— Your instructions —
Quote every entry word for word.

— Stored data —
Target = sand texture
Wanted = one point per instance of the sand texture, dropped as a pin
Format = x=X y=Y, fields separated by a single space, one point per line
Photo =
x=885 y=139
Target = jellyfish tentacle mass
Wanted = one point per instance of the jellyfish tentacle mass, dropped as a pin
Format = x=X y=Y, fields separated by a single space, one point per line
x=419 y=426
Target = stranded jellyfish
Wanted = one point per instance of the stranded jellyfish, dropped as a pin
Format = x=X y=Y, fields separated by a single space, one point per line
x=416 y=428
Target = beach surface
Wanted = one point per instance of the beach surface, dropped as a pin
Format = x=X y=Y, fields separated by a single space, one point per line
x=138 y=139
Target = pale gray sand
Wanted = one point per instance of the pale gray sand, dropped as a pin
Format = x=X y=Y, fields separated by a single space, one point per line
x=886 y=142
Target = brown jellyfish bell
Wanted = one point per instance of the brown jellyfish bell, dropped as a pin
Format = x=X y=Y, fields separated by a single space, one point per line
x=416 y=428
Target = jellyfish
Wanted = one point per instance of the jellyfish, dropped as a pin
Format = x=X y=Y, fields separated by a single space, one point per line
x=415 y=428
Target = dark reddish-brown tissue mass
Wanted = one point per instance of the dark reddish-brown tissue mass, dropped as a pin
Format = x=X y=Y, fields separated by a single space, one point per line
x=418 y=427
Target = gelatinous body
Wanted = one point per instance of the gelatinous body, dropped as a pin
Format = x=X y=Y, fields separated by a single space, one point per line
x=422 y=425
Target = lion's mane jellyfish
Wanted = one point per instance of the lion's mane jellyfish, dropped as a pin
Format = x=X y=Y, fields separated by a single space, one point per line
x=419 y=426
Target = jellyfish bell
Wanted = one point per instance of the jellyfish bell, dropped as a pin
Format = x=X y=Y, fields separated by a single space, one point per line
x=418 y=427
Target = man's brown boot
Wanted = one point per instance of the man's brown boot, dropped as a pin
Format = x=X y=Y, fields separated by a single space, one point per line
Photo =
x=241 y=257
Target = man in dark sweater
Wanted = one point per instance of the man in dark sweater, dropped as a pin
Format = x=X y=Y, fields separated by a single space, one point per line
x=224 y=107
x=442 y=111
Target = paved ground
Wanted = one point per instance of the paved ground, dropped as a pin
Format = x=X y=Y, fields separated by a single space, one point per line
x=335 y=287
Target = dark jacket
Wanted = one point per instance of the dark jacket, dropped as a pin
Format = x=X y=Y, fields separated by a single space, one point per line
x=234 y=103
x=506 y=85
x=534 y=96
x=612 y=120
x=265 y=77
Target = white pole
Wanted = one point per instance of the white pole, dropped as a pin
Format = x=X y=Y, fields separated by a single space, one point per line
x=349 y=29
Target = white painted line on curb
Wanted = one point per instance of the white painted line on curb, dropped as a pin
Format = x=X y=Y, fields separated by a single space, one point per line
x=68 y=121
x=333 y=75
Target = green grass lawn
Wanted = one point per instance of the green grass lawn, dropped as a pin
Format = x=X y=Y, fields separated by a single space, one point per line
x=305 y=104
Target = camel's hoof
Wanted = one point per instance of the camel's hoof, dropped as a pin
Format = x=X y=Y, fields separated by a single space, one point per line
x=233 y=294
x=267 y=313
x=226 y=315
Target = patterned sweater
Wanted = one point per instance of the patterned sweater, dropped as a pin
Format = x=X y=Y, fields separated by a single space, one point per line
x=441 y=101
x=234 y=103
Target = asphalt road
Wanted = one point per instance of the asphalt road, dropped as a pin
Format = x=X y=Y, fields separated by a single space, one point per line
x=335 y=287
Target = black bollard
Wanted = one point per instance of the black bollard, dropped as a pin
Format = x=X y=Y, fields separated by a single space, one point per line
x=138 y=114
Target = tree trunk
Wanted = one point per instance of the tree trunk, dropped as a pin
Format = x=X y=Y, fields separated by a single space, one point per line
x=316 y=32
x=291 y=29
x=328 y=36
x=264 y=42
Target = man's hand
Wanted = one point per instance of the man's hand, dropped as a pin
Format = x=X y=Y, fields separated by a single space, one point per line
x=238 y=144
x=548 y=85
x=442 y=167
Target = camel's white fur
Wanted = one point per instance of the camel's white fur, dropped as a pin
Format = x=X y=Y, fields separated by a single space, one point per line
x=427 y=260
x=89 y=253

— Task output —
Target = sand texture
Wanted = one point per instance of the sand texture, dropped as a pin
Format = x=X y=Y, fields separated by a single space, one point per line
Photo =
x=885 y=139
Target = jellyfish tentacle mass
Wanted = one point per instance of the jellyfish tentacle mass, dropped as a pin
Format = x=X y=Y, fields separated by a single space, one point per line
x=419 y=426
Target = stranded jellyfish
Wanted = one point per instance of the stranded jellyfish, dropped as a pin
Format = x=X y=Y, fields separated by a single space, one point per line
x=416 y=428
Target = beach surface
Wanted = one point per instance of the beach surface, dropped as a pin
Format = x=X y=Y, fields separated by a single space, one point per line
x=138 y=139
Target = pale gray sand
Wanted = one point per instance of the pale gray sand, dropped as a pin
Format = x=X y=Y, fields separated by a single space, one point per line
x=886 y=142
Target = brown jellyfish bell
Wanted = one point per instance of the brown jellyfish bell, dropped as a pin
Format = x=X y=Y, fields separated by a single space, one point per line
x=416 y=428
Target = jellyfish
Wanted = one point per instance of the jellyfish, dropped as a pin
Format = x=X y=Y, fields separated by a single space, one point per line
x=415 y=428
Target = dark reddish-brown tissue mass
Wanted = one point per instance of the dark reddish-brown tissue mass, dropped as a pin
Format = x=X y=Y, fields separated by a single space, one point per line
x=418 y=427
Target = gelatinous body
Wanted = one point per instance of the gelatinous body, dropped as a pin
Format = x=X y=Y, fields separated by a single space, one point per line
x=422 y=425
Target = lion's mane jellyfish
Wanted = one point per instance of the lion's mane jellyfish, dropped as a pin
Format = x=X y=Y, fields separated by a single space, one point per line
x=419 y=426
Target = jellyfish bell
Wanted = one point per instance of the jellyfish bell, dropped as a pin
Format = x=X y=Y, fields separated by a single space, one point per line
x=418 y=427
Target = man's brown boot
Wanted = one point per instance of the man's brown boot, dropped as a pin
Format = x=X y=Y, fields separated by a single space, one point per line
Photo =
x=241 y=257
Target = man in dark sweater
Wanted = one point per instance of the man in dark sweater, dropped as a pin
Format = x=X y=Y, fields separated by a single space, one point per line
x=224 y=107
x=442 y=111
Target = paved ground
Wanted = one point per instance of the paved ground, dropped as a pin
Format = x=X y=Y, fields separated by a single space, one point per line
x=335 y=287
Target = dark jacket
Wanted = one point per instance of the dark jacket, dropped as a pin
Format = x=X y=Y, fields separated by a single space, one point per line
x=234 y=103
x=506 y=85
x=534 y=96
x=612 y=120
x=265 y=77
Target = white pole
Wanted = one point per instance of the white pole, dropped as a pin
Format = x=X y=Y, fields separated by a single space, one point per line
x=349 y=29
Target = white painted line on curb
Wanted = one point per instance of the white painted line on curb, dropped as a pin
Format = x=X y=Y, fields separated by a single space, one point per line
x=68 y=121
x=333 y=75
Target = green grass lawn
Wanted = one point per instance of the green grass lawn, dropped as a pin
Format = x=X y=Y, fields separated by a single space, one point per line
x=305 y=104
Target = camel's hoof
Wanted = one point per instance of the camel's hoof, dropped as a pin
Format = x=X y=Y, fields separated by a single space, one point per line
x=233 y=294
x=267 y=313
x=226 y=315
Target = patterned sweater
Wanted = one point per instance of the patterned sweater, dropped as a pin
Format = x=X y=Y, fields separated by a single space, one point per line
x=441 y=101
x=234 y=103
Target = asphalt road
Wanted = one point per instance of the asphalt road, dropped as a pin
Format = x=X y=Y, fields separated by a single space, one point per line
x=335 y=287
Target = black bollard
Wanted = one point per instance of the black bollard, dropped as a pin
Format = x=X y=Y, fields separated by a single space, one point per line
x=138 y=114
Target = tree trunk
Wanted = one point per instance of the tree trunk, dropped as a pin
Format = x=X y=Y, fields separated by a single space, one point per line
x=316 y=32
x=291 y=29
x=328 y=36
x=264 y=42
Target = man's hand
Wanted = one point per instance of the man's hand, dropped as a pin
Format = x=X y=Y, fields separated by a single space, one point per line
x=238 y=144
x=548 y=85
x=442 y=167
Target = camel's white fur
Wanted = one point per instance of the camel's white fur, dropped as a pin
Format = x=X y=Y, fields separated by a single space, one point per line
x=427 y=260
x=89 y=253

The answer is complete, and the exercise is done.